→ PROBLEM TO SOLVE
Copy out each line in the items below that contains the word "would".

........

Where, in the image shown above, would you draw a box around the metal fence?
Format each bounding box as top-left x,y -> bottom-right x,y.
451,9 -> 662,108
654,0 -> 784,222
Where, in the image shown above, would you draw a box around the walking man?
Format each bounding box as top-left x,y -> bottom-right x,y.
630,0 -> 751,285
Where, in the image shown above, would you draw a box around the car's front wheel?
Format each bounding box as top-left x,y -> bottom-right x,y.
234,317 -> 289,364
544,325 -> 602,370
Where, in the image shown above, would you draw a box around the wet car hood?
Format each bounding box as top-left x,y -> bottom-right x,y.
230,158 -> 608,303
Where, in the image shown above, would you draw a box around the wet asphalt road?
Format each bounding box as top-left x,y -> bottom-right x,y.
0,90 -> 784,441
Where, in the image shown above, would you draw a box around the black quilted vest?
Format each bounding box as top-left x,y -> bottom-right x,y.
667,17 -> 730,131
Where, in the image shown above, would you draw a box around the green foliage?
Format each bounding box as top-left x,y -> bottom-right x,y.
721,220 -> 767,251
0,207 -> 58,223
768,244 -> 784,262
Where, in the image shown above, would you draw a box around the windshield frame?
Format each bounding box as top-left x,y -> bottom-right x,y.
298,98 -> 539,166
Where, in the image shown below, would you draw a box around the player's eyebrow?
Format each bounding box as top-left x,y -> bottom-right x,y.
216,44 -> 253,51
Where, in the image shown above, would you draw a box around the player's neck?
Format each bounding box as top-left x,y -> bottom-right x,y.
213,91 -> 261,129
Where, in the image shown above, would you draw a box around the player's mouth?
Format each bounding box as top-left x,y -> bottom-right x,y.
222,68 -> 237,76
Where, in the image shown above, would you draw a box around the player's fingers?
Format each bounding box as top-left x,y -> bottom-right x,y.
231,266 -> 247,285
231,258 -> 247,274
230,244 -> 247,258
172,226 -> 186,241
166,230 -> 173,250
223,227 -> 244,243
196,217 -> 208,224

........

→ RESULT FOR THIS TASK
Where, in the image shown above, would you draw a box around the metal fence?
Where, in the image shown above, would you draw a box around the walking man?
Where, in the image shown above, would you draw a box around the car's front wheel?
Where, in the image shown above, would you draw a box around the wet car hood?
Where, in the image shown above, would you draw a box around the wet asphalt road?
Where, in the image shown above, would you draw a box around the black quilted vest?
Where, in the image shown above, would you draw a box around the green foliage?
Where, in the image shown above, would you draw a box around the windshield frame?
Where, in the image shown below, would you draw a box around the player's eyebrow?
Where, in the image shown above, would you draw a box around the player's neck?
Where, in the image shown above, would you draw a box around the player's mouth?
Where, in the image shown above, would you draw a box around the player's fingers?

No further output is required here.